WRITTEN REQUEST:
Count the lines in the items below that contain the string "tree", treating uppercase and lowercase as different, and reply with only the number.

Position identification items:
— BEGIN —
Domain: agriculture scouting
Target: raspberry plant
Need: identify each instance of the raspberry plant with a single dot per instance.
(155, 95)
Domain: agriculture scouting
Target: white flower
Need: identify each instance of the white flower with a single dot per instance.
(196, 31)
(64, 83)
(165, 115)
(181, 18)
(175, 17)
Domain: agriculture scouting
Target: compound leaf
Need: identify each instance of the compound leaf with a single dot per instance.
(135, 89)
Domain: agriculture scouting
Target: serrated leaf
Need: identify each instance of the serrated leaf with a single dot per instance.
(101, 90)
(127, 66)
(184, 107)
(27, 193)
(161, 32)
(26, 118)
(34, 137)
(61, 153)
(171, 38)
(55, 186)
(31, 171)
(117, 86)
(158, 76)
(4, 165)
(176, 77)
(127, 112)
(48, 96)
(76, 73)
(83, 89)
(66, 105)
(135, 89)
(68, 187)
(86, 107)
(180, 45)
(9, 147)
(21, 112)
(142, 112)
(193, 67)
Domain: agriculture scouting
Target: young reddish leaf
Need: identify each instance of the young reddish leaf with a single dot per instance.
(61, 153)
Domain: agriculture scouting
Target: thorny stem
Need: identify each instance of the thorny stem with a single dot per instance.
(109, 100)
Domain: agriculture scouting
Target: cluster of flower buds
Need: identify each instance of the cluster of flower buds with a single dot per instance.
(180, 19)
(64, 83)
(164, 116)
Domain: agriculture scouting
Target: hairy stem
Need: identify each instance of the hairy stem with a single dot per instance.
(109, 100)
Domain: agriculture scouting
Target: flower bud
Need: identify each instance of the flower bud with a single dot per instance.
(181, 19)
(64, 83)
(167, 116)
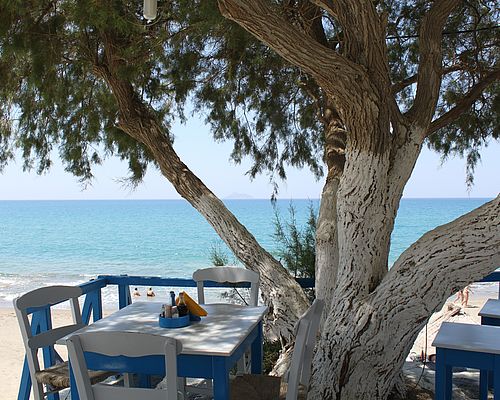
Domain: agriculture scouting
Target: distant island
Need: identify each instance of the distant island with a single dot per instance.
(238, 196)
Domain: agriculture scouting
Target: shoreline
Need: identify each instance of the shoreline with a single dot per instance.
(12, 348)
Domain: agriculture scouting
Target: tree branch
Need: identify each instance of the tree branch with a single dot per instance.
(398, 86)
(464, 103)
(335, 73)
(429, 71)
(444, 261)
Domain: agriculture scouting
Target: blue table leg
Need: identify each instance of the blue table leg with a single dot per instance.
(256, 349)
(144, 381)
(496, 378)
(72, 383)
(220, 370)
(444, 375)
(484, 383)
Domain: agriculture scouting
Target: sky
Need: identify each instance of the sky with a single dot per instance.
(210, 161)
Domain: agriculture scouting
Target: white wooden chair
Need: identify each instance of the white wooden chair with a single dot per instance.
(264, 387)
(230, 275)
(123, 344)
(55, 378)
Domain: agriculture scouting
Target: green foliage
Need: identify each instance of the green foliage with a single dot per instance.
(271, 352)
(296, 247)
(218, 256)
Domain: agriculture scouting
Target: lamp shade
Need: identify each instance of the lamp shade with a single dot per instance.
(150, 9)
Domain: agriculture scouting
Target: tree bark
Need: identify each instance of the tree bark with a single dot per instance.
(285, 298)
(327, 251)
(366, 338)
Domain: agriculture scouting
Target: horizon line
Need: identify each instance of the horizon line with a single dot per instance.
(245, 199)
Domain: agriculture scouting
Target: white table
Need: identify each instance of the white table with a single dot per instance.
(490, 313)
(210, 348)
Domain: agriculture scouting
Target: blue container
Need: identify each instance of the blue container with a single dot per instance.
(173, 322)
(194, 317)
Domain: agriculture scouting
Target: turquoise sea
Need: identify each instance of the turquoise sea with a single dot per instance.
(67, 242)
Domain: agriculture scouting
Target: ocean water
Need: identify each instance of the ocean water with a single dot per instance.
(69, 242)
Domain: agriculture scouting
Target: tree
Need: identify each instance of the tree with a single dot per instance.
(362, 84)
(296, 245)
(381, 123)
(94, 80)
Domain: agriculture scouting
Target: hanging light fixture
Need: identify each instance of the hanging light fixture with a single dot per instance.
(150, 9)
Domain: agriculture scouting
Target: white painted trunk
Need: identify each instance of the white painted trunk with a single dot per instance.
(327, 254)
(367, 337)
— END —
WRITTEN ANSWER:
6